AUSZUG ZUM LESEN:
# # #

Scahill weist auf die iphones auf dem Tisch: Ihr benutzt die unsichersten Telefone der Welt. Du hast nichts dagegen, fragt er mich, dass alle Leute hier im Hotel Deine Mails lesen? Angela Merkel soll Deine DMs an deine Freundin mitlesen können? Das Problem der schmutzigen Kriege ist: Die Amerikaner sammeln alles und nehmen keine Rücksicht auf individuelle Freiheitsrechte. Der Krieg gegen den Terror rechtfertige alles.

Der Unterschied zwischen George W. Bush und Barack Obama liege darin, dass Obama alles wunderbar erklären könne. Mit einem Mal klinge das gar nicht mehr anstößig, selbst wenn es heißt, dass am anderen Ende der Welt ein amerikanischer Staatsbürger und ein paar Tage später auch noch sein 16jähriger Sohn durch eine Drohne getötet werden. Bush habe im Unterschied zu Obama nicht einmal die englische Sprache beherrscht. „Lernt die Kinder gut“ – sei so ein Beispiel gewesen, lacht Scahill.

Die erste Obama-Wahlkampagne habe alles Mögliche versprochen, zum Beispiel das Gefangenenlager Guantánamo auf Kuba zu schließen. Tatsächlich hat Obama nach Amtsantritt die Schließungsverordnung geschrieben, aber sich danach nicht mehr sonderlich darum gekümmert. Der Widerstand der Republikaner im Kongress dient ihm als Ausrede. Tatsächlich gehöre die Schließung Guantánamos nicht zu den TOP-Prioritäten Obamas.

Auch dass Obama ausdrücklich die Folter-Praxis der Bushregierung beendet habe, dürfe nicht so wörtlich verstanden werden. Heute übernähmen Warlords und Milizen die schmutzige Arbeit und kassieren dafür amerikanisches Geld. Auch in Somalia.

# # #

AUFGABE A: Warum soll man laut dem Auszug die Aussage, Obama habe die Folter-Praxis der Bushregierung beendet, nicht so wörtlich verstehen?

# # #

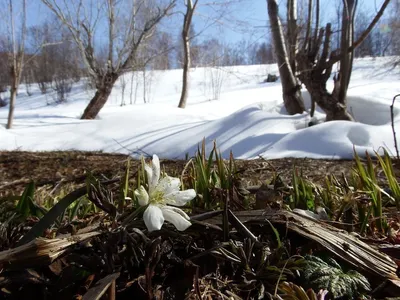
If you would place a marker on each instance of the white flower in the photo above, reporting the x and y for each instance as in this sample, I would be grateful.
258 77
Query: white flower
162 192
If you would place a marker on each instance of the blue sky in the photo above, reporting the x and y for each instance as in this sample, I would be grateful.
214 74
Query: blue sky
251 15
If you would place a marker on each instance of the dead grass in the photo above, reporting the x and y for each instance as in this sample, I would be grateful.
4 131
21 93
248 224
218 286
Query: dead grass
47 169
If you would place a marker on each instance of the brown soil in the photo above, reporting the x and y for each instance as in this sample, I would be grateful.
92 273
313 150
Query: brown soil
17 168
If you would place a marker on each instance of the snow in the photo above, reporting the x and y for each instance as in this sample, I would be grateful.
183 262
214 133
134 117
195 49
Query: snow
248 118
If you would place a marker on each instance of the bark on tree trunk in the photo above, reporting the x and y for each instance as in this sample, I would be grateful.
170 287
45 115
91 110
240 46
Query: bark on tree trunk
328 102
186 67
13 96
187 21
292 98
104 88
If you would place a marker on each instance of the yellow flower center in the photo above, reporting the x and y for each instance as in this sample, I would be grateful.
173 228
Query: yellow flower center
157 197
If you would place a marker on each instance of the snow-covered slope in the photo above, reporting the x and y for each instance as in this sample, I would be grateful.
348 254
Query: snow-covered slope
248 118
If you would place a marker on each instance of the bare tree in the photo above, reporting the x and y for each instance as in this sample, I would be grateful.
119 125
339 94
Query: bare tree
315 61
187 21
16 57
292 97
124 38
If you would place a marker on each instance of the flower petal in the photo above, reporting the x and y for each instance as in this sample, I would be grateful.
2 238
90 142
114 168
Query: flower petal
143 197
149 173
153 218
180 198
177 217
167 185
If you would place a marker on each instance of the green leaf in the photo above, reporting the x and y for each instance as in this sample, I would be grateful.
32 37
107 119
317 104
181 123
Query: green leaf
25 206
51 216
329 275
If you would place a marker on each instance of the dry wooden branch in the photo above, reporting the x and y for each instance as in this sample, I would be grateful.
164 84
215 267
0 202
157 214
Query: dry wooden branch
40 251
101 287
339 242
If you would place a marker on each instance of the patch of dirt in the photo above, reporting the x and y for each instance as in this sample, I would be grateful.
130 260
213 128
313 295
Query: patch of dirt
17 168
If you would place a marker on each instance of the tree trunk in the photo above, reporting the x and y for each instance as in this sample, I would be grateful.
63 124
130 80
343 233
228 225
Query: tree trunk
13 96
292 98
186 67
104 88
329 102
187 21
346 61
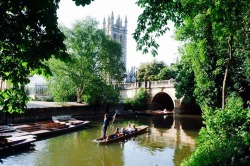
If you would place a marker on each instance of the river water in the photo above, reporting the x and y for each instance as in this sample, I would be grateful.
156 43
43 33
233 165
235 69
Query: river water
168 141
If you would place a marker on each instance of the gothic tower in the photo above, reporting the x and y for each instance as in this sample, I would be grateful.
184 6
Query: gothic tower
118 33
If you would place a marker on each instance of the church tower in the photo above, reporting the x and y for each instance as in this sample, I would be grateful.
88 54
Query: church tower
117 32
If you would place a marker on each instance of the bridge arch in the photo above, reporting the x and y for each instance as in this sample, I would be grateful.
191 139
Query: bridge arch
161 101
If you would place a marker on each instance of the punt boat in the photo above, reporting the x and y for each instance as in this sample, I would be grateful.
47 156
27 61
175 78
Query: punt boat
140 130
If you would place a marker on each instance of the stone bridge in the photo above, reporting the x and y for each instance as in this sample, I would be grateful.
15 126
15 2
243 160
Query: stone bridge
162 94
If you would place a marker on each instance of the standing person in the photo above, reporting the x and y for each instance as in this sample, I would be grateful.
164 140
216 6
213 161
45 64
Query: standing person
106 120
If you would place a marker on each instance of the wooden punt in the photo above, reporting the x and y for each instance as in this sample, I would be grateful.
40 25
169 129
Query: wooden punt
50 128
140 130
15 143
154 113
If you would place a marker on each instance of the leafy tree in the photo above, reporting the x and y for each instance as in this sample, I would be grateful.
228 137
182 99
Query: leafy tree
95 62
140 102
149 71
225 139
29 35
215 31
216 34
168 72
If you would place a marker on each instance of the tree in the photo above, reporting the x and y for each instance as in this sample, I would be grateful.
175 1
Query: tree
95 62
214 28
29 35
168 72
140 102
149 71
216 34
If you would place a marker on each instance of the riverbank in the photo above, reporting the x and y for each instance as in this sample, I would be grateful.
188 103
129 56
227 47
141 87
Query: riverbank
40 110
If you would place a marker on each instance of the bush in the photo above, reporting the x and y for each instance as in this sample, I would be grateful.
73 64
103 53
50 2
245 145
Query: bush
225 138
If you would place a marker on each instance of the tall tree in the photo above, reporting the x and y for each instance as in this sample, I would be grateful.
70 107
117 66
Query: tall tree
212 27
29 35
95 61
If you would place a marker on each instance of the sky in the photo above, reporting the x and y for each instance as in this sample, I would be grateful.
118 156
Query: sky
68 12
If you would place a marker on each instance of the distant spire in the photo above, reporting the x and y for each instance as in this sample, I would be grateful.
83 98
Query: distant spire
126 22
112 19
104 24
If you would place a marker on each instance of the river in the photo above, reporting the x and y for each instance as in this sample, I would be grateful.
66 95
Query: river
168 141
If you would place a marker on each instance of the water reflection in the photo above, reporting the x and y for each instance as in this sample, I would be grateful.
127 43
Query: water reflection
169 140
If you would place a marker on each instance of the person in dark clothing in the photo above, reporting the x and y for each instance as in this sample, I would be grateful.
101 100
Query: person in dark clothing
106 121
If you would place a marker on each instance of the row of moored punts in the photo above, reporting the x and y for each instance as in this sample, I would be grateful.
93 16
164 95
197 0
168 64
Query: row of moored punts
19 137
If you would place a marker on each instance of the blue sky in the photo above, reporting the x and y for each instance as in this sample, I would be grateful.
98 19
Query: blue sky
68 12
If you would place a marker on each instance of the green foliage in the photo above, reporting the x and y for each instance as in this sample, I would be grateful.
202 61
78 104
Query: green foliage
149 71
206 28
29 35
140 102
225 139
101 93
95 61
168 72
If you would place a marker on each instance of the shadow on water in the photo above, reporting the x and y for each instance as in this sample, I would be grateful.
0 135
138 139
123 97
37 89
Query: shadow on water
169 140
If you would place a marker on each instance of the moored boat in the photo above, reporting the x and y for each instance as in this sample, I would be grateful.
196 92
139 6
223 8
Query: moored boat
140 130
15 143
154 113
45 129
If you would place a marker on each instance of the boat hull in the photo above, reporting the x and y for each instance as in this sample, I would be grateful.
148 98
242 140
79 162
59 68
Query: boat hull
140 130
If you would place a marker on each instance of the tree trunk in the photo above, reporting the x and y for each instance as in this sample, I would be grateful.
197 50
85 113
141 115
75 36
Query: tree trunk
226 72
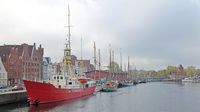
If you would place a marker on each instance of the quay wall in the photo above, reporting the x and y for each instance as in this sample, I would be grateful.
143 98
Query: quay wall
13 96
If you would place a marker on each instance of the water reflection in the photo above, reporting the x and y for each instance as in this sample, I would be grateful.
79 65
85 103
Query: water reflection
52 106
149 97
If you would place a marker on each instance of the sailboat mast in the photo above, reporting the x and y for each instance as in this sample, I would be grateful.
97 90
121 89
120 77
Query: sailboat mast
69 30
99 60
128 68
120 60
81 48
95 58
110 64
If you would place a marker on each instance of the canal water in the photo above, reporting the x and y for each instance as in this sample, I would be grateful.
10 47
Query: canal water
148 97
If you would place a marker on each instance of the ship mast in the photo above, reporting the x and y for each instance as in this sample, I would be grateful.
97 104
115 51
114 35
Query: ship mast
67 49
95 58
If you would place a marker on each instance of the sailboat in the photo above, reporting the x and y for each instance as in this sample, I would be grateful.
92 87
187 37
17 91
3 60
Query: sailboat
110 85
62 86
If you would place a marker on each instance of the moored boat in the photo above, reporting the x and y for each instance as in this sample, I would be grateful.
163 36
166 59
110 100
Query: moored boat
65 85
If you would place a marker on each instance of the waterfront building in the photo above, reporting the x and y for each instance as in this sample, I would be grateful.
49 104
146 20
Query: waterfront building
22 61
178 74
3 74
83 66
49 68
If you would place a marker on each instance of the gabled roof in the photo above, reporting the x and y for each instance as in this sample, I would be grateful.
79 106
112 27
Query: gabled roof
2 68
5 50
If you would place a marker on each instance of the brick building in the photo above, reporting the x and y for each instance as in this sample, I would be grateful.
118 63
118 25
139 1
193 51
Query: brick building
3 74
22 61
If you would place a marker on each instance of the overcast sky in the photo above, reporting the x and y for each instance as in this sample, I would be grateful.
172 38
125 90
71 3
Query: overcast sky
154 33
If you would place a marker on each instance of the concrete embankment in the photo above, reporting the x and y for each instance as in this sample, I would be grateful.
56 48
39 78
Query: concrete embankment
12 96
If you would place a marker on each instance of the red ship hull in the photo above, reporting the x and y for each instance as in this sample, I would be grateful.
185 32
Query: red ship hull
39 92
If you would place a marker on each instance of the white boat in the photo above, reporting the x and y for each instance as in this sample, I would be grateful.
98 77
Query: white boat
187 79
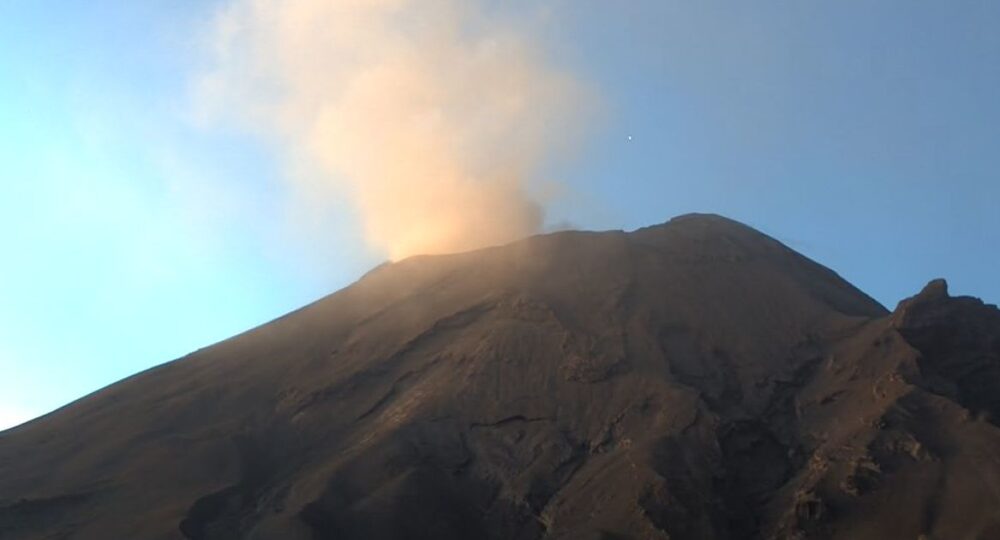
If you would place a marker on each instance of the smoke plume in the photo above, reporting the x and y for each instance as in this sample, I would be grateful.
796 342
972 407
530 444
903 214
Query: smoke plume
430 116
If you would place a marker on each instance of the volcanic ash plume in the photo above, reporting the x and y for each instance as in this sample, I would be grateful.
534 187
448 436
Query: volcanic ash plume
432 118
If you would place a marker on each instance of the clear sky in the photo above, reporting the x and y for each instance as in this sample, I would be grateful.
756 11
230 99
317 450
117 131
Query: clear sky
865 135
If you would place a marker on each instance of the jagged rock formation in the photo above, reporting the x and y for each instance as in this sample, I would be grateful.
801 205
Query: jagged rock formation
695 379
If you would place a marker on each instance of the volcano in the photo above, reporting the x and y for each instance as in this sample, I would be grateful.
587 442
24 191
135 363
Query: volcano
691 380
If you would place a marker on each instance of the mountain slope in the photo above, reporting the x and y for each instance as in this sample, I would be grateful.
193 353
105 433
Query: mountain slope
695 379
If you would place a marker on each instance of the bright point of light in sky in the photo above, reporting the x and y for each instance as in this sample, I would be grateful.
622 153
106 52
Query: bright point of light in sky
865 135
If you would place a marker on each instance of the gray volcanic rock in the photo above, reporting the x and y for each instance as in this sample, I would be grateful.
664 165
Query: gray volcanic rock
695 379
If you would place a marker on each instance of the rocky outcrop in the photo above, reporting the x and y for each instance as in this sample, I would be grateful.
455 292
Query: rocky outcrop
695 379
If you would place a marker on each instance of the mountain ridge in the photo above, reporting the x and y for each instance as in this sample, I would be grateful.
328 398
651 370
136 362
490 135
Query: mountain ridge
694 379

# # #

AUFGABE B: Gib jede Zeile der Einträge zurück, in der das Wort „outcrop“ vorkommt. Groß- und Kleinschreibung zählt.

ANTWORT A: Weil heute Warlords und Milizen die schmutzige Arbeit übernehmen und dafür amerikanisches Geld bekommen, auch in Somalia.

ANTWORT B:
If you would place a marker on each instance of the rocky outcrop in the photo above, reporting the x and y for each instance as in this sample, I would be grateful.
Query: rocky outcrop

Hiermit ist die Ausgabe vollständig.